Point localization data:
□ □ □ □ □

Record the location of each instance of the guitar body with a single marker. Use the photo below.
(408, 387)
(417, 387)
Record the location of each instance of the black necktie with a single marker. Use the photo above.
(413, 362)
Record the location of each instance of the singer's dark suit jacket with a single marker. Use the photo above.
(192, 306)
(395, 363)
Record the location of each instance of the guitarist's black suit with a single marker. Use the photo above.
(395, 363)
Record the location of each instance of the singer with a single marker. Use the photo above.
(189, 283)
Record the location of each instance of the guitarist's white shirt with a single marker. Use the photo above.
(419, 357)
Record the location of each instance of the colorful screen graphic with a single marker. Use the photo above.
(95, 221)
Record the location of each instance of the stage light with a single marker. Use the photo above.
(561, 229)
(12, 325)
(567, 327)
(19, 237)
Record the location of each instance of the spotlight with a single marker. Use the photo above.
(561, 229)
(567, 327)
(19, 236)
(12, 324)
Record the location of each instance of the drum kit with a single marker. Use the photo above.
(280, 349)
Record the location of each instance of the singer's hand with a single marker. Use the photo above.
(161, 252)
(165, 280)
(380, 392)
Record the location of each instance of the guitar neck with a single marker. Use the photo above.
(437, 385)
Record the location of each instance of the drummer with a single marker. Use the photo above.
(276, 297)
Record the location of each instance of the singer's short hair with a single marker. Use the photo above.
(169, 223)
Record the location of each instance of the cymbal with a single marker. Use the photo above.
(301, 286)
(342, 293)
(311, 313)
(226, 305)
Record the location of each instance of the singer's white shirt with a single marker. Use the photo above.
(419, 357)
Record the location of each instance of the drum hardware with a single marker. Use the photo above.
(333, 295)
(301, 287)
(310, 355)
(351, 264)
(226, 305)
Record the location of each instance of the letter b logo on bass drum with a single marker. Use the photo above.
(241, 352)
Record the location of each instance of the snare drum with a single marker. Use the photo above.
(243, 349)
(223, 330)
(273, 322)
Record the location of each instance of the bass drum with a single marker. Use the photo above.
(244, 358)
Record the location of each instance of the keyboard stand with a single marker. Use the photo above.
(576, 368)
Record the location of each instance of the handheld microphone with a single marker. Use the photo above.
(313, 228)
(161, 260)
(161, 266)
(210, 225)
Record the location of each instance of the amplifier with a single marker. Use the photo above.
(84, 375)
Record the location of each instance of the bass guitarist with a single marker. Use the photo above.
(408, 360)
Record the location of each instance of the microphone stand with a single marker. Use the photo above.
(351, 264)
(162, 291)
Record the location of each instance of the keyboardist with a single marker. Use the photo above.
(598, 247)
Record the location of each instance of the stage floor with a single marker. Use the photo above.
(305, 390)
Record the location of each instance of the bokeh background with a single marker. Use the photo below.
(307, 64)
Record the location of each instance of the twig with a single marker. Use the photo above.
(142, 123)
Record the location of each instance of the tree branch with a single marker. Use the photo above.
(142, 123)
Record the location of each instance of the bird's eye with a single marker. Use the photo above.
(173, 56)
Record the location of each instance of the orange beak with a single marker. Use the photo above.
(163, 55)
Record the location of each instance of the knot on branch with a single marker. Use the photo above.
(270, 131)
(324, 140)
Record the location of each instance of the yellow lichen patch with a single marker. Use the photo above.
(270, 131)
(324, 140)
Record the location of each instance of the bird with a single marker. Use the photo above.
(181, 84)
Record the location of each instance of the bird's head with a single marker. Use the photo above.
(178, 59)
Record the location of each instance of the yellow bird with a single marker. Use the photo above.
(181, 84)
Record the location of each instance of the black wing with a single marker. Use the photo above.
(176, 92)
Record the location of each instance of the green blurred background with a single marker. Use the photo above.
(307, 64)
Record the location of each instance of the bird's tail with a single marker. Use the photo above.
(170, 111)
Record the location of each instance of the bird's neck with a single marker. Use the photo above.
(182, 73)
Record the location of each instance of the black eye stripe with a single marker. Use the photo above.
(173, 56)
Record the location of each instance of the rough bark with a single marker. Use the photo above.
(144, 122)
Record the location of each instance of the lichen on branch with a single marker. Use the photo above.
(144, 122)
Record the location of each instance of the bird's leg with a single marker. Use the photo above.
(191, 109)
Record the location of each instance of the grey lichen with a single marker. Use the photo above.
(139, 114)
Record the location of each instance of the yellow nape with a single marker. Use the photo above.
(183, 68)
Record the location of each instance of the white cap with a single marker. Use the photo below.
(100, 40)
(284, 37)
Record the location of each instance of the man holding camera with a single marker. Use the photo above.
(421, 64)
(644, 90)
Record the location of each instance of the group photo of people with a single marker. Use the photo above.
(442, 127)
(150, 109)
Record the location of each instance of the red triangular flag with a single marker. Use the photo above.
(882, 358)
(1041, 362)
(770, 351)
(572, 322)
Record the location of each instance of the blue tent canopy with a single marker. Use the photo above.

□ □ □ □ □

Make a verbatim copy of every entry shown above.

ANSWER SECTION ::
Record the location of each instance of the guitar body with a single marker. Use the photo below.
(408, 387)
(417, 387)
Record the location of each instance of the black necktie with a single marker. Use the photo above.
(413, 362)
Record the location of each instance of the singer's dark suit jacket with a single marker. Use the photo above.
(192, 306)
(395, 363)
Record the location of each instance of the guitarist's black suit with a single marker. Use the photo above.
(395, 363)
Record the location of each instance of the singer with a single marker. Use the photo above.
(189, 283)
Record the location of each instance of the guitarist's white shirt with a single marker. Use the photo above.
(419, 357)
Record the location of each instance of the colorful screen graphic with a single marker. Use the photo above.
(95, 221)
Record the location of each instance of the stage light with a single marker. Use the photo above.
(561, 229)
(12, 325)
(567, 327)
(19, 237)
Record the location of each instance of the spotlight with a single marker. Use the photo above.
(561, 229)
(567, 327)
(19, 236)
(12, 324)
Record the location of each instance of the drum kit with a single marker. Use the photo above.
(280, 349)
Record the location of each instance of the singer's hand with a single marker. Use the photo above.
(161, 252)
(165, 280)
(380, 392)
Record the location of each instance of the guitar neck with a single marker. Use the photo above.
(437, 385)
Record the location of each instance of the drummer with a single marker. Use the photo above.
(276, 297)
Record the location of each instance of the singer's short hair with a single marker. Use the photo above.
(169, 223)
Record the location of each instance of the cymbal with a single marker. Use the photo above.
(301, 286)
(342, 293)
(311, 313)
(226, 305)
Record the location of each instance of the singer's white shirt with a single marker. Use the photo above.
(419, 357)
Record the location of each instance of the drum hardware with a single marker. Use the photo above.
(333, 295)
(301, 287)
(310, 355)
(351, 264)
(226, 305)
Record the location of each instance of the letter b logo on bass drum with a single marker. Use the photo above.
(241, 352)
Record the location of each instance of the snare drum with a single marker. Use the photo above.
(243, 349)
(223, 330)
(273, 322)
Record the location of each instance of the bass drum with a single marker. Use the photo above.
(244, 358)
Record the location of each instance of the keyboard stand with a single marker. Use the photo above.
(576, 368)
Record the location of each instance of the handheld microphone with a single marker. Use the photo above.
(313, 228)
(161, 260)
(161, 266)
(210, 225)
Record the location of each instance of the amplifier with a single marker. Use the photo above.
(84, 375)
Record the location of each instance of the bass guitarist with a single marker. Use the photo above.
(408, 360)
Record the location of each instance of the microphone stand with a single marker. Use the photo above.
(351, 264)
(162, 291)
Record the location of each instance of the keyboardist with a single marker. Use the photo above.
(598, 247)
Record the location of each instance of the stage floor with a single marker. Use the photo above.
(305, 390)
Record the location of each instance of the bokeh background with a single marker. Use the photo below.
(307, 64)
Record the location of each instance of the twig with a single marker. Use the photo above.
(142, 123)
Record the location of each instance of the tree branch with a single marker. Use the photo above.
(142, 123)
Record the location of each instance of the bird's eye with a single marker. Use the photo above.
(173, 56)
Record the location of each instance of the orange beak with a single marker. Use the photo above.
(163, 55)
Record the location of each instance of the knot on branch with a single marker. Use the photo above.
(270, 131)
(324, 140)
Record the location of each instance of the yellow lichen patch with a single marker. Use the photo above.
(270, 131)
(324, 140)
Record the location of each instance of the bird with a single marker. Use the photo above.
(181, 84)
Record the location of each instance of the bird's head with a single marker. Use the photo above.
(178, 59)
Record the location of each instance of the yellow bird with a single marker. Use the photo above.
(181, 84)
Record the location of each instance of the black wing with a single marker. Use the photo above.
(176, 92)
Record the location of each instance of the green blurred background with a single marker. Use the photo above.
(307, 64)
Record the location of each instance of the bird's tail with a single marker. Use the photo above.
(170, 111)
Record the location of each instance of the bird's neck with a single marker. Use the photo above.
(182, 73)
Record the location of each instance of the black eye stripe with a single marker. Use the photo above.
(173, 56)
Record the location of each instance of the rough bark with a single marker. Use the photo above.
(144, 122)
Record the location of each instance of the lichen on branch with a single marker. Use the photo above.
(144, 122)
Record the location of each instance of the bird's leg with a single marker. Use the photo above.
(191, 109)
Record the location of each instance of the grey lichen with a single marker. Use the photo above.
(139, 114)
Record the location of each instance of the yellow nape with a single marker. Use the photo above.
(183, 68)
Record the location of each instance of the white cap with a single marker. Use the photo below.
(100, 40)
(284, 37)
Record the location of each instance of the man holding camera with a single marker. Use the photo above.
(421, 64)
(644, 90)
Record the location of each instance of the group photo of people with a single marker. Use the photo above.
(442, 127)
(150, 109)
Record the location of each instance of the red triangular flag with a single marker. Use the photo above.
(882, 358)
(1041, 362)
(770, 351)
(572, 322)
Record the location of each instance of the blue tent canopy with a single marker. Use the photo above.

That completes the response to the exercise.